Task goal:
Resume the documentation of the OECD data-processing scripts below, starting right after its last sentence.

Parses the XML schema for each data set ID to see if it supports a frequency
dimension such as annual, quarterly, etc. Data set IDs that support a frequency
dimension are stored in a CSV file.

**Logs:** none |br|
**Data In:** OECD_keys/OECD_key_names.csv; OECD_schema/<dataset id>.xml |br|
**Data Out:** OECD_keys/FREQ_key_names.csv

oecd_json_get_freq.py
---------------------

Only downloads the SDMX-JSON data set for each data set ID having a frequency domain,
using the http query stats.oecd.org/sdmx-json/data/<id>/all/all. The JSON data
is saved without newlines and indentation in order to save space.

**Logs:** logs/oecd_datasets.log |br|
**Data In:** data from OECD server; OECD_keys/FREQ_key_names.csv |br|
**Data Out:** OECD_json_datasets/<dataset id>.json

oecd_json_convert_freq.py
-------------------------

Uses the previously generated list of SDMX-JSON files supporting the frequency
domain to read in the corresponding JSON files, load them into pandasdmx,
produce a pandas data frame for annual data, and save to a multi-indexed CSV
file.

**Logs:** error_reports/freq_unicode_errors.csv; error_reports/freq_key_errors.csv |br|
**Data In:** OECD_json_datasets/<dataset id>.json; OECD_keys/FREQ_key_names.csv  |br|
**Data Out:** OECD_csv_datasets_A/<dataset id>_A.csv

oecd_json_get_timedout.py
-------------------------

Downloads the SDMX-JSON data set for each data set ID having previously been
noted as unavailable due to a request timeout,
using the http query stats.oecd.org/sdmx-json/data/<id>/all/all.

Raw data:

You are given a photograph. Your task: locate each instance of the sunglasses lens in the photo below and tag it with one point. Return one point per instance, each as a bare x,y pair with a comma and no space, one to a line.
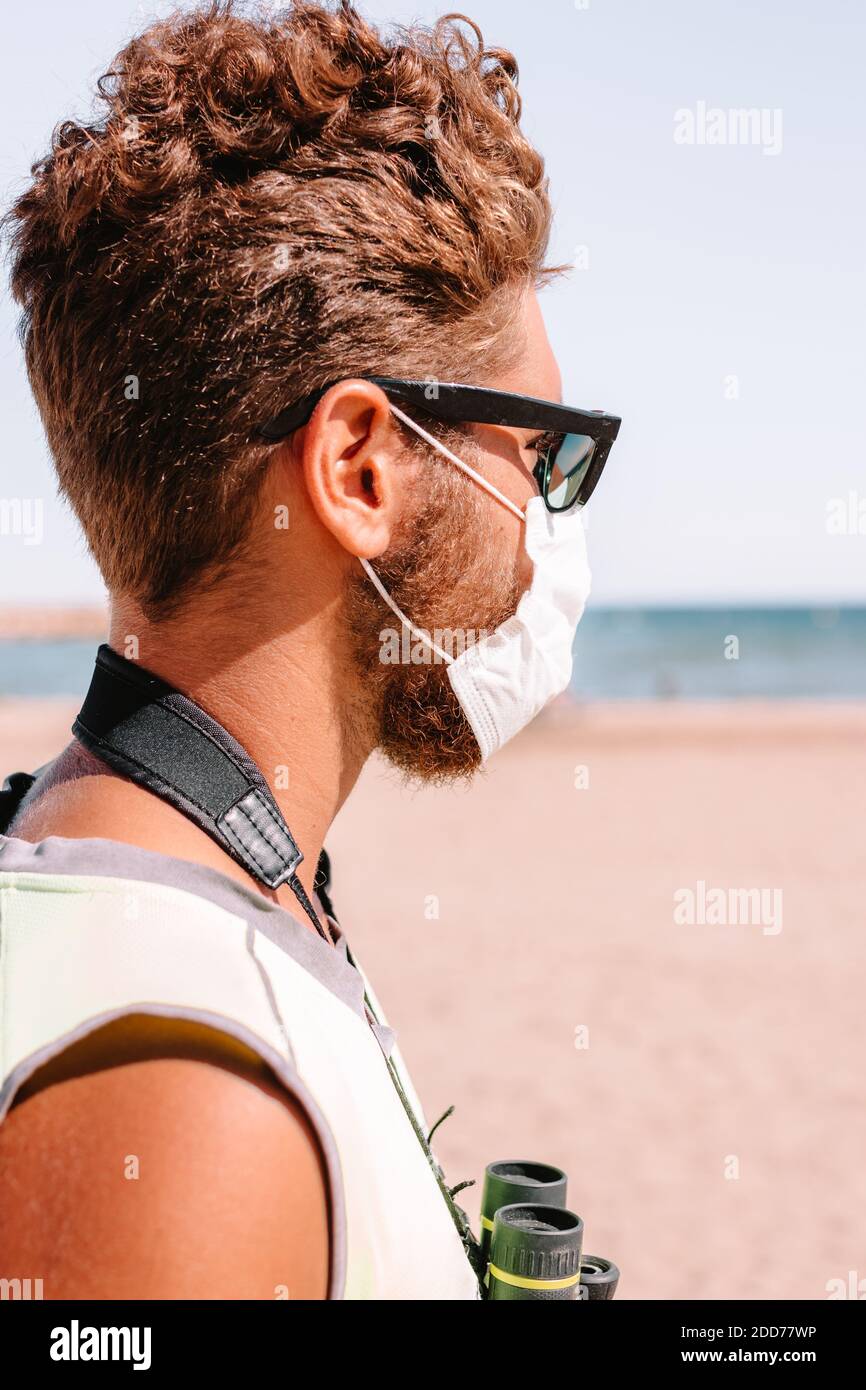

Exercise output:
NOTE: if a data set is successfully retrieved it is not removed from
timed_out.csv. At the moment this has to be corrected manually. timed_out.csv
and http500.csv are also manually created at the moment.

**Logs:** logs/timedout.log |br|
**Data In:** data from OECD server; error_reports/timed_out.csv |br|
**Data Out:** OECD_json_datasets/<dataset id>.json

Issues and Limitations
======================

OECD Data Availability
----------------------

Potentially there are 1198 OECD data sources available. However,  at time of
writing 101 are not accessible due to the server not being available (HTTP error
500), and 55 are not accessible due to the HTTP data request timing out (a total
of 156 data sources not available). Unavailable data sources have been marked up
in a spreadsheet.

pandasdmx
---------

The 0.7.0 version of the pandasdmx Python package, though able to load all
time period SDMX-JSON data (excluding the KeyError issues) is only able to
convert to pandas DataFrames those with a frequency dimension present. However,
frequency dimension data sets only account for 219 data sources, of which only
128 of these are available from the OECD data server due to accessibility issues.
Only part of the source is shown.